=== What to work on ===
Below are records to retype exactly, except for the pictures.

=== Point-per-instance localization data ===
************
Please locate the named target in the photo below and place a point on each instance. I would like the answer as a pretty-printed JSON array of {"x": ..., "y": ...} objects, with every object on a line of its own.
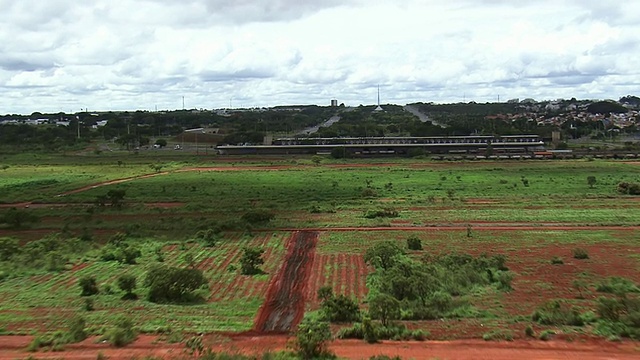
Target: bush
[
  {"x": 341, "y": 309},
  {"x": 89, "y": 286},
  {"x": 617, "y": 285},
  {"x": 504, "y": 279},
  {"x": 384, "y": 213},
  {"x": 170, "y": 284},
  {"x": 312, "y": 338},
  {"x": 546, "y": 335},
  {"x": 580, "y": 253},
  {"x": 76, "y": 329},
  {"x": 127, "y": 283},
  {"x": 528, "y": 331},
  {"x": 626, "y": 188},
  {"x": 258, "y": 216},
  {"x": 556, "y": 312},
  {"x": 250, "y": 261},
  {"x": 497, "y": 335},
  {"x": 414, "y": 243},
  {"x": 123, "y": 333},
  {"x": 88, "y": 304}
]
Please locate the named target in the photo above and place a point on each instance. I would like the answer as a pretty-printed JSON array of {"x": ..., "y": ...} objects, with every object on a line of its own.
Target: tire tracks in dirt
[{"x": 285, "y": 303}]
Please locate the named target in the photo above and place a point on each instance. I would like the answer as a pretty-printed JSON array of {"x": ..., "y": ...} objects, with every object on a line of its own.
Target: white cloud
[{"x": 63, "y": 55}]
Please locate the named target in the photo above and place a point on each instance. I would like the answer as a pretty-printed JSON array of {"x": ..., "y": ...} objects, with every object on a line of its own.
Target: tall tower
[{"x": 378, "y": 108}]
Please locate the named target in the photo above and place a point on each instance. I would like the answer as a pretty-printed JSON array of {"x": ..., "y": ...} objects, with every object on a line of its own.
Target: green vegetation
[
  {"x": 251, "y": 261},
  {"x": 193, "y": 225}
]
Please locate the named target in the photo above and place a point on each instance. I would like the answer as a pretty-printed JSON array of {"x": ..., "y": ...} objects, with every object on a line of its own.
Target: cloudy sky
[{"x": 68, "y": 55}]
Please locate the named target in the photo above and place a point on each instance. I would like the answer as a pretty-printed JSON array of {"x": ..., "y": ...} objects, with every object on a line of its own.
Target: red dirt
[
  {"x": 284, "y": 305},
  {"x": 13, "y": 347}
]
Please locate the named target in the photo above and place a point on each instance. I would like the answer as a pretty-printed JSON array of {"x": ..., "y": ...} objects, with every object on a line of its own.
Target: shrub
[
  {"x": 312, "y": 338},
  {"x": 123, "y": 333},
  {"x": 504, "y": 279},
  {"x": 546, "y": 335},
  {"x": 369, "y": 193},
  {"x": 580, "y": 253},
  {"x": 384, "y": 213},
  {"x": 626, "y": 188},
  {"x": 414, "y": 243},
  {"x": 498, "y": 335},
  {"x": 127, "y": 283},
  {"x": 528, "y": 331},
  {"x": 250, "y": 261},
  {"x": 76, "y": 329},
  {"x": 88, "y": 304},
  {"x": 258, "y": 216},
  {"x": 341, "y": 309},
  {"x": 617, "y": 285},
  {"x": 557, "y": 260},
  {"x": 170, "y": 284},
  {"x": 89, "y": 286},
  {"x": 556, "y": 312}
]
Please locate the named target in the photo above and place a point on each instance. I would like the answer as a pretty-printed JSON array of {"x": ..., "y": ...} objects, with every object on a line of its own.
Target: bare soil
[
  {"x": 284, "y": 307},
  {"x": 13, "y": 347}
]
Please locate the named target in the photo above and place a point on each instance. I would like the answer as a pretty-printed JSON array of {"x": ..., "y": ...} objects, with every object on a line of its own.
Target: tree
[
  {"x": 89, "y": 286},
  {"x": 171, "y": 284},
  {"x": 338, "y": 308},
  {"x": 312, "y": 338},
  {"x": 382, "y": 254},
  {"x": 251, "y": 260},
  {"x": 17, "y": 218},
  {"x": 127, "y": 283},
  {"x": 384, "y": 307}
]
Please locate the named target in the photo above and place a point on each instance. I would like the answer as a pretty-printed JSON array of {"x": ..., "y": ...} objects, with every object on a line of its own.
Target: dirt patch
[
  {"x": 13, "y": 347},
  {"x": 284, "y": 306},
  {"x": 111, "y": 182}
]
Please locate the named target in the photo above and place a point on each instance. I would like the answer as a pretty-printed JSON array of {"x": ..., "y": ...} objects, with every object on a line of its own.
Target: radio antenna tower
[{"x": 378, "y": 108}]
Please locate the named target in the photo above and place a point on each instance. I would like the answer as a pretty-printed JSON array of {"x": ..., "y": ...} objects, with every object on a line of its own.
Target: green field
[{"x": 528, "y": 211}]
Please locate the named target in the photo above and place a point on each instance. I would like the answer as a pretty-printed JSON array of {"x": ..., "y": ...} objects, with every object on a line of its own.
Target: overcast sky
[{"x": 68, "y": 55}]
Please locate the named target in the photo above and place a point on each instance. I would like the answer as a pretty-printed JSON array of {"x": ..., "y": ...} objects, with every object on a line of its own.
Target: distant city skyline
[{"x": 63, "y": 55}]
************
=== Expected answer ===
Please locate the named target in the photo below and place a point on each instance. I would like the answer as a pretty-printed JSON array of {"x": ..., "y": ...} objects, with every object on a line of its own.
Target: bush
[
  {"x": 341, "y": 309},
  {"x": 89, "y": 286},
  {"x": 617, "y": 285},
  {"x": 504, "y": 279},
  {"x": 384, "y": 213},
  {"x": 170, "y": 284},
  {"x": 312, "y": 338},
  {"x": 546, "y": 335},
  {"x": 580, "y": 253},
  {"x": 76, "y": 329},
  {"x": 127, "y": 283},
  {"x": 528, "y": 331},
  {"x": 626, "y": 188},
  {"x": 258, "y": 216},
  {"x": 556, "y": 312},
  {"x": 250, "y": 261},
  {"x": 497, "y": 335},
  {"x": 414, "y": 243},
  {"x": 123, "y": 333},
  {"x": 88, "y": 304}
]
Please locate the named target in the photo above and place a point on each instance. I would like the answer as a pretty-printed JSON array of {"x": ..., "y": ...} objects, with every object on a line of its own.
Target: tire tracks in dirt
[{"x": 285, "y": 303}]
Please locate the named target in the photo above and place a point on each instance. I would like the answer as a pretty-printed JSON array of {"x": ..., "y": ...} objects, with every object on a line of its own.
Target: white cloud
[{"x": 63, "y": 55}]
Please locate the named target in the photo above and place a point on each instance. I would like the answer as a pretty-printed JSON array of {"x": ..., "y": ...} objects, with every object on a line of its own.
Target: tall tower
[{"x": 378, "y": 108}]
Please locate the named target in the photo above and place a point on each instance. I would like the answer as a pretty-printed JSON array of {"x": ..., "y": ...} objects, with every object on a line of its own.
Target: green vegetation
[
  {"x": 251, "y": 261},
  {"x": 193, "y": 225}
]
Please locate the named target in the photo above and place a point on each instance. I would like the answer as a pretty-printed JSON array of {"x": ..., "y": ...} objects, with every object on a line of its own.
Target: cloudy sky
[{"x": 68, "y": 55}]
Please locate the named target in the photo above and place a point on each instance. I would like the answer as a pretty-printed JSON array of {"x": ..., "y": ...} objects, with every object on a line of its own.
Target: red dirt
[
  {"x": 284, "y": 305},
  {"x": 13, "y": 347}
]
Please locate the named target in the photo above and place a point on each instance. I would like the answer as a pretty-printed JSON array of {"x": ..., "y": ...} objects, with every object on a line of its own.
Target: shrub
[
  {"x": 312, "y": 338},
  {"x": 123, "y": 333},
  {"x": 504, "y": 279},
  {"x": 546, "y": 335},
  {"x": 369, "y": 193},
  {"x": 580, "y": 253},
  {"x": 384, "y": 213},
  {"x": 626, "y": 188},
  {"x": 414, "y": 243},
  {"x": 498, "y": 335},
  {"x": 127, "y": 283},
  {"x": 528, "y": 331},
  {"x": 250, "y": 261},
  {"x": 76, "y": 329},
  {"x": 88, "y": 304},
  {"x": 258, "y": 216},
  {"x": 341, "y": 309},
  {"x": 617, "y": 285},
  {"x": 557, "y": 260},
  {"x": 170, "y": 284},
  {"x": 89, "y": 286},
  {"x": 556, "y": 312}
]
Please locate the named target in the photo above and place a point on each instance. I would like the answer as a pretty-printed JSON array of {"x": ..., "y": ...} objects, with every object on a line of its own.
Target: bare soil
[
  {"x": 284, "y": 307},
  {"x": 13, "y": 347}
]
Please locate the named target in the photo above and place a point on each instance. I would like the answer as a pretty-printed JSON array of {"x": ..., "y": ...} objects, with every object on a line of its own.
Target: tree
[
  {"x": 89, "y": 286},
  {"x": 171, "y": 284},
  {"x": 338, "y": 308},
  {"x": 312, "y": 338},
  {"x": 382, "y": 254},
  {"x": 251, "y": 260},
  {"x": 17, "y": 218},
  {"x": 127, "y": 283},
  {"x": 384, "y": 307}
]
Please locate the named target in the photo above and place a point on each instance. I would like the answer as a pretty-printed JSON array of {"x": ..., "y": ...} objects, with every object on a line of its own.
Target: dirt patch
[
  {"x": 13, "y": 347},
  {"x": 284, "y": 306},
  {"x": 111, "y": 182}
]
Please locate the named target in the photo above and place a point on each instance. I would like the answer as a pretty-printed JSON array of {"x": ..., "y": ...} objects, with every object on a line of its own.
Target: radio antenna tower
[{"x": 378, "y": 108}]
Please locate the named target in the photo above and place a point on each instance. I would like the answer as a pretty-printed JSON array of {"x": ..., "y": ...} objects, with every object on a line of its own.
Target: green field
[{"x": 528, "y": 211}]
Please locate the named target in the photo above and place a point on each instance. I would like the answer as a pretty-printed JSON array of {"x": ..., "y": ...} objects, with every object on a line of its own.
Target: overcast sky
[{"x": 68, "y": 55}]
Please locate the named target in the photo above and place a point on each instance. I would like the answer as a pretty-printed JSON array of {"x": ..., "y": ...} objects, with every object on a line of its own.
Target: distant city skyline
[{"x": 63, "y": 55}]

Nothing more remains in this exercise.